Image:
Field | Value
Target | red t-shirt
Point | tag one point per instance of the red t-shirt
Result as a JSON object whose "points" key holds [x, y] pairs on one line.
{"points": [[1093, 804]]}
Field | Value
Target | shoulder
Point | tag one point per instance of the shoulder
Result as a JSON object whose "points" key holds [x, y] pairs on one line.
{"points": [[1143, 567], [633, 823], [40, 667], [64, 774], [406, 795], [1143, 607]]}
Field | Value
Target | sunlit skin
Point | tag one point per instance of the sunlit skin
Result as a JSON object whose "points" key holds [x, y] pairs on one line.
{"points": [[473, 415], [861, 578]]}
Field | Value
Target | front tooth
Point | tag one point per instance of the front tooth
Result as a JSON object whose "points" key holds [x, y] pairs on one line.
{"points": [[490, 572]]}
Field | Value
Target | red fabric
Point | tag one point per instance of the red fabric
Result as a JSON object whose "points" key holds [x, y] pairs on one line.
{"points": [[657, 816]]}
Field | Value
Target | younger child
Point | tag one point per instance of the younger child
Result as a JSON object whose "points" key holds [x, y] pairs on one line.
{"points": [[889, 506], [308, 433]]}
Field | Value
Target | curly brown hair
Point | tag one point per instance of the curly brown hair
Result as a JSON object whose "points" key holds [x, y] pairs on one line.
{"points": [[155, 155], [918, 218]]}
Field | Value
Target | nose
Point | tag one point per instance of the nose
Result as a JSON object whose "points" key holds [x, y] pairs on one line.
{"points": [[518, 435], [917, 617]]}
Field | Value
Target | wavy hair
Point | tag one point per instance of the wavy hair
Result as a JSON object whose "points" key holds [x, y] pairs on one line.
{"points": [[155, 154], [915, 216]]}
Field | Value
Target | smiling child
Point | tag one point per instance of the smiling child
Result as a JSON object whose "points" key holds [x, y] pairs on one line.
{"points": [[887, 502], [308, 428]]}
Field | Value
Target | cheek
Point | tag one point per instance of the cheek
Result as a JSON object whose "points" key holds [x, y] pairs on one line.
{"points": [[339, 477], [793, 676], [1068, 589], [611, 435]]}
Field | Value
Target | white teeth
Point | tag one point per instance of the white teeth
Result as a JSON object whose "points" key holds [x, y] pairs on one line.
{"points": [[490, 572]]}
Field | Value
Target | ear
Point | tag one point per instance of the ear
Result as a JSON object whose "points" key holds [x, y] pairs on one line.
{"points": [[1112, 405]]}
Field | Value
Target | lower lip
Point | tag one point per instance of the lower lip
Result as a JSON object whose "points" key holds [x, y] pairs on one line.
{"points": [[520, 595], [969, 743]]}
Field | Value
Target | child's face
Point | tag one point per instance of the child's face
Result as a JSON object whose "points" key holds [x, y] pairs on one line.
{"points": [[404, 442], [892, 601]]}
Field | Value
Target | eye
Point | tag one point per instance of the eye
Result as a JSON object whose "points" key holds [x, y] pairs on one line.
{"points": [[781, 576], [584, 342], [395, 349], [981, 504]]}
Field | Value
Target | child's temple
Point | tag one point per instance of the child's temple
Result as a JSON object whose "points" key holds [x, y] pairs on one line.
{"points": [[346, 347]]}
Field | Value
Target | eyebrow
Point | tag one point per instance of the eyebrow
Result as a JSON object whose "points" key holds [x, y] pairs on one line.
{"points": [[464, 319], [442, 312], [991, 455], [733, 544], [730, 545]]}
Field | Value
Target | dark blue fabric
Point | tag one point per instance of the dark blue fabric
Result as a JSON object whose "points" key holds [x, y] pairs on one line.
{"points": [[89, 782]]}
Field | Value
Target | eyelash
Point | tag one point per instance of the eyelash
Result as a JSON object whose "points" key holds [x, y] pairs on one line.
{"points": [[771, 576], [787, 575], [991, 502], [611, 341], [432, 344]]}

• [Task prompt]:
In the listing above, find each line containing "front" and copy it.

• [Solution to the problem]:
Target | front tooth
Point | tag one point per instance of the front tooth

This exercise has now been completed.